* **Exercise details**
Could you extract every entry below and reproduce it exactly?

═════ Records for this task

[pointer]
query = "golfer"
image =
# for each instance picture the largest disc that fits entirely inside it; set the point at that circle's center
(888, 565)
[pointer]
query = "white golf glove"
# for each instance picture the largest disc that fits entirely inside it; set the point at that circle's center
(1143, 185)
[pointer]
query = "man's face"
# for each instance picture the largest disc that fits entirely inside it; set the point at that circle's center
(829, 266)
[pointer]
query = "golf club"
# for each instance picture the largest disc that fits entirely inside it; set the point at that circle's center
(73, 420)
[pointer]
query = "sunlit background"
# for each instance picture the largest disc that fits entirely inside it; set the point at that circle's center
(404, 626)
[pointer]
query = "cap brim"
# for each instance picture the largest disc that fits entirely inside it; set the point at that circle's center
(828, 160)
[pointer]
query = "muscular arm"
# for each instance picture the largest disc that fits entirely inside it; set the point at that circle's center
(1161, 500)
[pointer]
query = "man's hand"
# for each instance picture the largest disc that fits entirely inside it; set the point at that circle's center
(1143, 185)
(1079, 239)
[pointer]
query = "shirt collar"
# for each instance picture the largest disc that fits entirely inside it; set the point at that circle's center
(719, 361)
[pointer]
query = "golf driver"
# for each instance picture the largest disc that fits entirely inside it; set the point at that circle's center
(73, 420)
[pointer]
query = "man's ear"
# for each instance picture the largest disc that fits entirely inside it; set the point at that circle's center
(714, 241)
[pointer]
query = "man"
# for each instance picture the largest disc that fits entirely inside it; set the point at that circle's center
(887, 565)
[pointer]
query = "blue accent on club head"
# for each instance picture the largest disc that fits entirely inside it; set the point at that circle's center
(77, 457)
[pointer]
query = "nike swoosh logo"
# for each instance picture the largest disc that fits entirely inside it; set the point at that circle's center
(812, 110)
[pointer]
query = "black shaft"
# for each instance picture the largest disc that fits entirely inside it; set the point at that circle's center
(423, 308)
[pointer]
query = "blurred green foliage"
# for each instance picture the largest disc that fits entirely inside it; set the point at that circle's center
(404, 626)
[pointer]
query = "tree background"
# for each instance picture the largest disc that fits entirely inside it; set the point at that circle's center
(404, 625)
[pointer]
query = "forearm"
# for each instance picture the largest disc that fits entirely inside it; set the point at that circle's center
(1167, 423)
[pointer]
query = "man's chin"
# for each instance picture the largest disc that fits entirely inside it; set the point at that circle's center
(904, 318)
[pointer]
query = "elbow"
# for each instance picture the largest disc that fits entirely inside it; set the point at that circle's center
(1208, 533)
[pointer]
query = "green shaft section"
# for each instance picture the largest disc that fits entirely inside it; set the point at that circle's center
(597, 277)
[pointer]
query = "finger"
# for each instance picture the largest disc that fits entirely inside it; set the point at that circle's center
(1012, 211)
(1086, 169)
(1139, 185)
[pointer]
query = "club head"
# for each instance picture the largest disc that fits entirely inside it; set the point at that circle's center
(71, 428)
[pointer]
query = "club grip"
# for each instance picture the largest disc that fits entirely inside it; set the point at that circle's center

══════════

* **Solution to this task**
[pointer]
query = "golfer"
image =
# for each instance picture the largest disc that fits entirely inside it; set the point at that circle's center
(888, 565)
[pointer]
query = "white golf glove"
# for each instance picture the largest disc that fits entirely inside it; set the point at that circle's center
(1143, 185)
[pointer]
query = "man's face"
# for each instance picture the largest disc that fits entirely inside it; set the point at that circle's center
(829, 266)
[pointer]
query = "golf club"
# for each instance picture the largest disc that fits entirely inside it; set the point at that circle's center
(73, 420)
[pointer]
query = "sunlit background"
# for each instance picture the largest disc that fits entirely inside it; set the point at that circle's center
(404, 626)
[pointer]
query = "cap brim"
# for each instance picture the largest disc that fits entirely inside it; set the point at that circle's center
(828, 160)
[pointer]
query = "muscular arm"
# for each instance picture the largest disc that fits entirely inside it; set the point at that circle's center
(1161, 500)
[pointer]
query = "man's hand"
# for each instance picture the largest disc that fits entirely inside it; set the point at that circle's center
(1143, 185)
(1079, 239)
[pointer]
query = "shirt collar"
# for each instance picture the largest disc that fits entirely inside it; set the point at that circle's center
(719, 361)
[pointer]
query = "golf driver"
# for each instance picture the largest disc that fits entirely inside it; set the point at that circle's center
(73, 420)
[pointer]
query = "man's ear"
# for each instance picture the largest disc that fits entirely inside it; set the point at that circle's center
(714, 241)
[pointer]
query = "man"
# for each instance picture the largest disc that fits entirely inside it; set the point at that circle's center
(887, 565)
[pointer]
query = "blue accent on club head"
# for each instance picture the largest disc that fits entirely inside it; set the point at that circle's center
(77, 457)
[pointer]
query = "nike swoosh logo"
# for each instance picture the largest disc that fits entirely inside it; set the point at that circle's center
(812, 110)
[pointer]
query = "black shaft"
# for each instance picture the largest disc that fits entirely inside it; set the point at that circle's center
(423, 308)
[pointer]
query = "blurred green foliage"
# for each instance picture the largest disc that fits entirely inside it; set the point at that circle's center
(404, 626)
[pointer]
query = "tree background"
# for each instance picture the largest disc that fits entirely inside it; set the point at that circle's center
(404, 625)
[pointer]
query = "forearm"
# for each instance picture the largest disc that fits entirely inside it; set the point at that circle's center
(1167, 423)
[pointer]
query = "man's chin"
# for each instance picture the largest disc that fits entirely inside it; set the point at that circle's center
(904, 318)
[pointer]
query = "elbow"
# for each instance picture the largest disc that fits entirely inside it; set the point at that circle's center
(1208, 533)
[pointer]
query = "green shaft section"
# for each instance picture the largest disc that fits entirely inside it; set the point at that circle's center
(597, 277)
[pointer]
query = "finger"
# for each instance picture the largest disc that fits entirely inside it; set the point at that circle's center
(1012, 211)
(1086, 169)
(1139, 185)
[pointer]
query = "club head"
# for each instance picture the largest disc that fits entirely inside it; set the point at that circle's center
(71, 428)
[pointer]
query = "club grip"
# for each instance picture the largest disc that fits entirely inside it; set the point at that circle's center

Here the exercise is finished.